-- Start Dataset --

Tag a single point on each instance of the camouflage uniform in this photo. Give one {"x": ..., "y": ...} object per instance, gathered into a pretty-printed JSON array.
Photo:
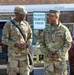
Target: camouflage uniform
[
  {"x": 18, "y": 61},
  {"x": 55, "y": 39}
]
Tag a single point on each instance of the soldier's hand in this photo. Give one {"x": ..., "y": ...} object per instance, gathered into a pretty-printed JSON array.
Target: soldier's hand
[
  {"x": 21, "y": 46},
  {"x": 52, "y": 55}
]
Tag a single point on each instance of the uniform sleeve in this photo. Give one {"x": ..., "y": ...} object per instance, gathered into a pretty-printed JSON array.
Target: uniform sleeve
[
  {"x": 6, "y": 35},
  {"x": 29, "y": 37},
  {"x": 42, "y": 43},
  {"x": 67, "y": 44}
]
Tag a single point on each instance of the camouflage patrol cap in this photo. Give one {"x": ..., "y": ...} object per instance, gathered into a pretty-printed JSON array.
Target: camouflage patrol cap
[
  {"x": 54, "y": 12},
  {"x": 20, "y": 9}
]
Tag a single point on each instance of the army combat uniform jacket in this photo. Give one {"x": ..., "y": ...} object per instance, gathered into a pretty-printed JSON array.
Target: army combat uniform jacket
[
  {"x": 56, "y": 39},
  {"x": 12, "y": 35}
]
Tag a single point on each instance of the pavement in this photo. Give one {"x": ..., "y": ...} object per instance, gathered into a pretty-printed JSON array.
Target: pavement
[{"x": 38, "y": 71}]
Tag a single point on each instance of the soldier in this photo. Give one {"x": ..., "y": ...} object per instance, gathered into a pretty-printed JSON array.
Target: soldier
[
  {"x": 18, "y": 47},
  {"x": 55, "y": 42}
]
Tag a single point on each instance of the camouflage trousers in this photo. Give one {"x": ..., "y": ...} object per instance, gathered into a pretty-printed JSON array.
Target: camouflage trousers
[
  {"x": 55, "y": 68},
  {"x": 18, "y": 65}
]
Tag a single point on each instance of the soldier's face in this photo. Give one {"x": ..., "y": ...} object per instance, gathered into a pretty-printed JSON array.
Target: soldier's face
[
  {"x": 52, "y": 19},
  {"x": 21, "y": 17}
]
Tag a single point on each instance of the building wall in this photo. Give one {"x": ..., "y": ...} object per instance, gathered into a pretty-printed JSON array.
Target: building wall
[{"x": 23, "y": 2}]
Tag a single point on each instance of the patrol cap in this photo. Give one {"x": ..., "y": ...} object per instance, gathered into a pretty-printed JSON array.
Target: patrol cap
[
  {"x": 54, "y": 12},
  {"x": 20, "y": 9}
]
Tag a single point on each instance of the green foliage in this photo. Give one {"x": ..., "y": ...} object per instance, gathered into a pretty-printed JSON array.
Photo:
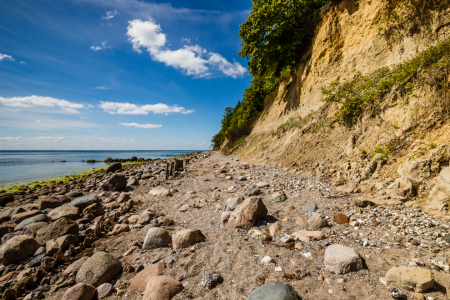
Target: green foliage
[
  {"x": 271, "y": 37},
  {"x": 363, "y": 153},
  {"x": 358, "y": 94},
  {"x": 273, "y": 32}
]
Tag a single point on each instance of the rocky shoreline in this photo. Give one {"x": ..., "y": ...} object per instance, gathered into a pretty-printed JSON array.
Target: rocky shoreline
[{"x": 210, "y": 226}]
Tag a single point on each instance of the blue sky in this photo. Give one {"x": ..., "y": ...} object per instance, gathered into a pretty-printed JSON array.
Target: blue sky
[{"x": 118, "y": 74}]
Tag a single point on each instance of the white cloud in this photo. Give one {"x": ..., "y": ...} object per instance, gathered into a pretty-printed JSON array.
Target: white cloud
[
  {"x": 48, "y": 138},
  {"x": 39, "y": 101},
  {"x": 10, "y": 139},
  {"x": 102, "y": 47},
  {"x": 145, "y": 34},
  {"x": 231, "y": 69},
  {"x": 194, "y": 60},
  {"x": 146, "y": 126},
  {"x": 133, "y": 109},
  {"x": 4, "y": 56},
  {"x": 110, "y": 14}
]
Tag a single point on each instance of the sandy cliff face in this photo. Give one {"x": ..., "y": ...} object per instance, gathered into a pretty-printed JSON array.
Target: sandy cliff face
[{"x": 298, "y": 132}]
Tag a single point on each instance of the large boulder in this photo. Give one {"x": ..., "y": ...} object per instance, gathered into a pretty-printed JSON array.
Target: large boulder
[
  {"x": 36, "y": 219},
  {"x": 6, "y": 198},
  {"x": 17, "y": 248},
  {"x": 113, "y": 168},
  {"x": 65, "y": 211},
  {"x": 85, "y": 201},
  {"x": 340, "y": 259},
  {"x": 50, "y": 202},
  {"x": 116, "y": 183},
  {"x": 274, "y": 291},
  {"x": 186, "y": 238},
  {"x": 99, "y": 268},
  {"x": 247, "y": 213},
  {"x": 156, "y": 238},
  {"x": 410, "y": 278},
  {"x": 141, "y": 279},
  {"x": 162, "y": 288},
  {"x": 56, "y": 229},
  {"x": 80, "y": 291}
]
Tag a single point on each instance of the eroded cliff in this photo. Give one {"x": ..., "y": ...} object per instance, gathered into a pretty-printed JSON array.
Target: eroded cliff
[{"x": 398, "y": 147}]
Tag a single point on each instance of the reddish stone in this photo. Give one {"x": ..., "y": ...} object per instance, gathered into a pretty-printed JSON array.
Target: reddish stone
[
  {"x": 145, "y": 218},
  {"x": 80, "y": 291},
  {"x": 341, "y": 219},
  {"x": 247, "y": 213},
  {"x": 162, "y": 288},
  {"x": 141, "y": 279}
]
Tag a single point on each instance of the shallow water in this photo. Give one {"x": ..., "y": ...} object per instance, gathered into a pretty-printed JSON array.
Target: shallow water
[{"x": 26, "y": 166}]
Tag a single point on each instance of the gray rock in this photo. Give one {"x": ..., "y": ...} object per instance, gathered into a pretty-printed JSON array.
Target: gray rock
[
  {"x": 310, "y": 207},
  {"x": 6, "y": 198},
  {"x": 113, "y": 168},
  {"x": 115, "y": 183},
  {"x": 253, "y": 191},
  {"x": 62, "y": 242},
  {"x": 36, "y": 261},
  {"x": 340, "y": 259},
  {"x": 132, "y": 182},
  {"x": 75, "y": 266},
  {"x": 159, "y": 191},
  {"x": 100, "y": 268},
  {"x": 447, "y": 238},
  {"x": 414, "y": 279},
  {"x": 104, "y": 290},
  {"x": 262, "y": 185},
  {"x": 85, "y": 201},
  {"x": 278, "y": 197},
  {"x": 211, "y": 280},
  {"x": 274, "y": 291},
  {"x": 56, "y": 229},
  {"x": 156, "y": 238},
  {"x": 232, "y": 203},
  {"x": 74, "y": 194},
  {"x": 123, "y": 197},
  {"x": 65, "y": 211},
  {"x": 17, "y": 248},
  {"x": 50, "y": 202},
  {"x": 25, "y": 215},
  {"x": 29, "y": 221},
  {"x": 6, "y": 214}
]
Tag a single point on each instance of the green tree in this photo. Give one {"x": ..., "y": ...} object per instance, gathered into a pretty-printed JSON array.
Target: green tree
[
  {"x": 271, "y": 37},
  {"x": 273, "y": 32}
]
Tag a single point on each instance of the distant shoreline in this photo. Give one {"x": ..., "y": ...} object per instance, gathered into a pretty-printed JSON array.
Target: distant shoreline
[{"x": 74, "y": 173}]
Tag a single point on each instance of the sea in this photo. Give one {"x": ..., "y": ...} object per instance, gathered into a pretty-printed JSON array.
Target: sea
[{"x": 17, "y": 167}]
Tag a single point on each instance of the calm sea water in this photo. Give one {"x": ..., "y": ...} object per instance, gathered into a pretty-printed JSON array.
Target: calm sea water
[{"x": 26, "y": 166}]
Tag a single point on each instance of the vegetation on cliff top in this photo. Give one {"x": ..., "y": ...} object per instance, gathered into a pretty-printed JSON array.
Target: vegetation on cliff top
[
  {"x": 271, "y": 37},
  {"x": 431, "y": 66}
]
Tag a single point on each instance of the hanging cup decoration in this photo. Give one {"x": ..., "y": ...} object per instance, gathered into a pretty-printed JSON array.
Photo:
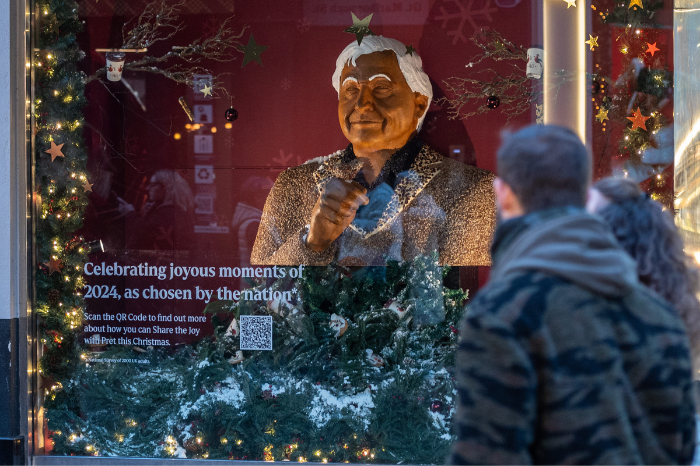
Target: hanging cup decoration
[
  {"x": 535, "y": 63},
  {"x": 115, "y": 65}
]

-- End Dataset --

» Task goal
Output the span from the line with "Tag a single point on each instance of the green tree" through the last line of the data, inclusive and exact, and omit every picture.

» Output below
Tag a single point on each instance of the green tree in this photo. Give one {"x": ..., "y": ...} object per instance, gathered into a pretty-printed JSON array.
Target: green tree
[
  {"x": 271, "y": 37},
  {"x": 273, "y": 32}
]
Tag a single point on each instance of the distant shoreline in this photo. Give one {"x": ..., "y": ...} object per instance, gathered into a pretty-printed JSON array.
Target: distant shoreline
[{"x": 74, "y": 173}]
Tag a single point on each instance of the sea in this photo. Give one {"x": ..., "y": ...} object per instance, gathered into a pretty-printed JSON array.
Target: sea
[{"x": 17, "y": 167}]
Tag a single point on each instance of the calm sea water in this photo. Give one {"x": ..., "y": ...} object per instance, gathered into a pretty-printed JSON array.
Target: calm sea water
[{"x": 26, "y": 166}]
Tag a single point on each instance of the vegetation on cliff top in this photo. Give one {"x": ..., "y": ...} object per instance, gathered into a pretty-printed JSON array.
Target: vegetation on cliff top
[
  {"x": 271, "y": 37},
  {"x": 431, "y": 66}
]
Tag a single point on each instance of the hanging cup decoration in this photo. Give one {"x": ..., "y": ...} object per instance, gathered into a pretty-printed JSON array.
Photo:
Target: hanging cup decoration
[
  {"x": 535, "y": 63},
  {"x": 115, "y": 65}
]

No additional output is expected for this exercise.